- [EXTRAIT DU DOCUMENT]
• • • • • • •
La première considération des chefs lorsqu’ils font appel à des céramistes est, bien entendu, esthétique. Mais pour certains, c’est un profond amour de cet art rare et délicat qui les anime. « J’ai découvert la céramique bien avant de commencer ma carrière dans la restauration. Quand j’entais plus jeune et que je vivais encore au Japon, je sortais avec une fille en école d’art, elle entait dingue de céramique. Nous rendions souvent à Mashiko, une région au nord de Tokyo, célèbre pour ses potiers », raconte Taku Sekine. Les contenants avec lesquels travaille le chef sont aussi pour lui une vraie source d’inspiration. Un bol sous les yeux et il construit dans son esprit le plat qu’il va dresser.
• • • • • • •
- [CONSIGNE 1] Dans l'extrait sur les chefs et la céramique, reprenez tout le passage depuis « La première considération » jusqu'à « qu’il va dresser. » en substituant « le cuisinier » à « le chef ».
- [CONSIGNE 2] D'après l'extrait sur les chefs et la céramique, pour quoi la région de Mashiko est-elle célèbre ?
- [CONSIGNE 3]
Indiquez si chacune de ces affirmations concorde avec l'extrait sur les chefs et la céramique :
(a) Taku Sekine a découvert la céramique après le début de sa carrière dans la restauration.
(b) Mashiko se situe au nord de Tokyo.
(c) Les contenants sont pour le chef une source d'inspiration.

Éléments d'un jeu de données
• • • • • • •
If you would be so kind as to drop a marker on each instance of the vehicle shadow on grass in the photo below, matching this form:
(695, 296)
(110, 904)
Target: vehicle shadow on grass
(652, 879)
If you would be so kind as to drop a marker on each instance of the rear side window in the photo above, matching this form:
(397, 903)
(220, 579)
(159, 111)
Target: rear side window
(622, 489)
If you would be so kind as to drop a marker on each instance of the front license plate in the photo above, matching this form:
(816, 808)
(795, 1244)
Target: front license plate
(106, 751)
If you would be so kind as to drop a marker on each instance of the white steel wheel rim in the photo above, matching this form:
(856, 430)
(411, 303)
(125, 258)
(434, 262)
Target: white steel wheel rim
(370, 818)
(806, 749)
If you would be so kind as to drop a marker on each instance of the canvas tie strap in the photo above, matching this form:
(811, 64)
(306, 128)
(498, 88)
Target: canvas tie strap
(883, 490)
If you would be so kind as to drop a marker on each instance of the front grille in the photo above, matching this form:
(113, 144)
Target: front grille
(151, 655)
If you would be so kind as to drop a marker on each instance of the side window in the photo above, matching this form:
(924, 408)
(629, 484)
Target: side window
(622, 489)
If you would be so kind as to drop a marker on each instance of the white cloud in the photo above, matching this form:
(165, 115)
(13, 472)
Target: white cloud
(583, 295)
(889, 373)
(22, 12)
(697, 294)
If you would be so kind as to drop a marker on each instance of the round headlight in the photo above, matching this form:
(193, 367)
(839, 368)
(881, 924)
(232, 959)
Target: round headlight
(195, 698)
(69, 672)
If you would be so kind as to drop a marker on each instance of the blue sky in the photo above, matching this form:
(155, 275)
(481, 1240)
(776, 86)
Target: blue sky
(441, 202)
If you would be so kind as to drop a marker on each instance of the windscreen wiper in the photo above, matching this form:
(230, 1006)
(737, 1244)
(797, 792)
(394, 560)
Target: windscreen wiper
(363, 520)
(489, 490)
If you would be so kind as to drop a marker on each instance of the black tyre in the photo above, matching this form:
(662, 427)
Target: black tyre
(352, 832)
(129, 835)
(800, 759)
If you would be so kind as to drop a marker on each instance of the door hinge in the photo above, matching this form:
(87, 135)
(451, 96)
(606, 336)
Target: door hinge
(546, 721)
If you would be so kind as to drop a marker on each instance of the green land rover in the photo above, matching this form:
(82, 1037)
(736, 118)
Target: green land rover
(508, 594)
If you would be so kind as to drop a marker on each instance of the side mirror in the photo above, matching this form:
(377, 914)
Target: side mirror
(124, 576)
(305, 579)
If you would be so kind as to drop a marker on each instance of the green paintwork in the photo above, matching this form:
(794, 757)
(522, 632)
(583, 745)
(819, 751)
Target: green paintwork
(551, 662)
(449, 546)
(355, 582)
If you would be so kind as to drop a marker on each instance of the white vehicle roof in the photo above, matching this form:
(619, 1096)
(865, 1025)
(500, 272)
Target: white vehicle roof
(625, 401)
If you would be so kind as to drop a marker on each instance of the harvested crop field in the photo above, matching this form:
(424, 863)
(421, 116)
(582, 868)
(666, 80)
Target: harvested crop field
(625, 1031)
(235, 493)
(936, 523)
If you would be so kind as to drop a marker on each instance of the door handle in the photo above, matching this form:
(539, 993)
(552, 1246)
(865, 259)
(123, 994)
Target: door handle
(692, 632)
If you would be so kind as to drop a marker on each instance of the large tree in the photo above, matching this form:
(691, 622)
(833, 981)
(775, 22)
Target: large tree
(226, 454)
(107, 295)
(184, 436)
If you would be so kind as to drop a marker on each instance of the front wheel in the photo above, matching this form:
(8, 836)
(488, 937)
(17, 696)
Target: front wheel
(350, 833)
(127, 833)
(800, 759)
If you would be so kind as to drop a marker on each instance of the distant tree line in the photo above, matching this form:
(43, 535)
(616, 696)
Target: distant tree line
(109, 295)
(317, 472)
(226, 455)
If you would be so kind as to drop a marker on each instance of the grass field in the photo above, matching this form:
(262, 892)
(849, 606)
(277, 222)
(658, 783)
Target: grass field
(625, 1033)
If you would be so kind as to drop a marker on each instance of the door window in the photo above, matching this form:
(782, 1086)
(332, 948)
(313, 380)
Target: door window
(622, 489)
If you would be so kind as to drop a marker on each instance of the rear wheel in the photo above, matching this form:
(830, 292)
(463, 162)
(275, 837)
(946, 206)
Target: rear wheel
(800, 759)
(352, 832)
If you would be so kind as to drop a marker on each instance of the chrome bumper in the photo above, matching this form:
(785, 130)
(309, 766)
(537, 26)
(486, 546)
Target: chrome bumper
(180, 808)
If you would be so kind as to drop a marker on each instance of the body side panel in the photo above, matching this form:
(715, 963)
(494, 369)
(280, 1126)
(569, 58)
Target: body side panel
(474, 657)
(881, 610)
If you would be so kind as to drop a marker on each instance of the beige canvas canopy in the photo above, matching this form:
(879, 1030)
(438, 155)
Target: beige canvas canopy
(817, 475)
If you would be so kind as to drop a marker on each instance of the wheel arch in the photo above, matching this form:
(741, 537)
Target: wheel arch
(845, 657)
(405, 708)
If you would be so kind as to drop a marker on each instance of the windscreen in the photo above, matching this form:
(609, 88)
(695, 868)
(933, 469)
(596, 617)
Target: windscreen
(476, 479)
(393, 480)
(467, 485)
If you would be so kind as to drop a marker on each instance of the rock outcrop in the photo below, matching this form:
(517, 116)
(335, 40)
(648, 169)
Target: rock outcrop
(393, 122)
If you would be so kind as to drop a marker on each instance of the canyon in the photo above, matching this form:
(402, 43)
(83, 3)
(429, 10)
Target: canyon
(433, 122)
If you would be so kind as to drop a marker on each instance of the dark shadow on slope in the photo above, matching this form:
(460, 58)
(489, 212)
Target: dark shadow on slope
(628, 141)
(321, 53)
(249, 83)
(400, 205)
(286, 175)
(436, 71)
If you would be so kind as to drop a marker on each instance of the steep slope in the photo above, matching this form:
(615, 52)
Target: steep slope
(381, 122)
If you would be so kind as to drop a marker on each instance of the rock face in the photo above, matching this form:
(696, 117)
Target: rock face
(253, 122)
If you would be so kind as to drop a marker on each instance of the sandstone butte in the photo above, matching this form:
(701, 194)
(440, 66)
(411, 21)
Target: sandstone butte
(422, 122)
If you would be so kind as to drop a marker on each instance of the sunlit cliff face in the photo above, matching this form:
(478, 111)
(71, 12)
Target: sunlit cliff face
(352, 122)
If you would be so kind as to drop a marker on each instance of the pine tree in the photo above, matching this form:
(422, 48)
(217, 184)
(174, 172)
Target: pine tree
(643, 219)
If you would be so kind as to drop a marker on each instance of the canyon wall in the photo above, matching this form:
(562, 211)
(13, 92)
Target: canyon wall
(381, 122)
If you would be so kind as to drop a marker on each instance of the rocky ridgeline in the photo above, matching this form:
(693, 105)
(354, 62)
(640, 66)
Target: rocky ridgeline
• • • • • • •
- [RÉPONSE FINALE 1]
La première considération des chefs lorsqu’ils font appel à des céramistes est, bien entendu, esthétique. Mais pour certains, c’est un profond amour de cet art rare et délicat qui les anime. « J’ai découvert la céramique bien avant de commencer ma carrière dans la restauration. Quand j’entais plus jeune et que je vivais encore au Japon, je sortais avec une fille en école d’art, elle entait dingue de céramique. Nous rendions souvent à Mashiko, une région au nord de Tokyo, célèbre pour ses potiers », raconte Taku Sekine. Les contenants avec lesquels travaille le cuisinier sont aussi pour lui une vraie source d’inspiration. Un bol sous les yeux et il construit dans son esprit le plat qu’il va dresser.

- [RÉPONSE FINALE 2] Pour ses potiers.

- [RÉPONSE FINALE 3]
(a) Non : « J’ai découvert la céramique bien avant de commencer ma carrière dans la restauration. »
(b) Oui : « une région au nord de Tokyo, célèbre pour ses potiers »
(c) Oui : « Les contenants avec lesquels travaille le chef sont aussi pour lui une vraie source d’inspiration. »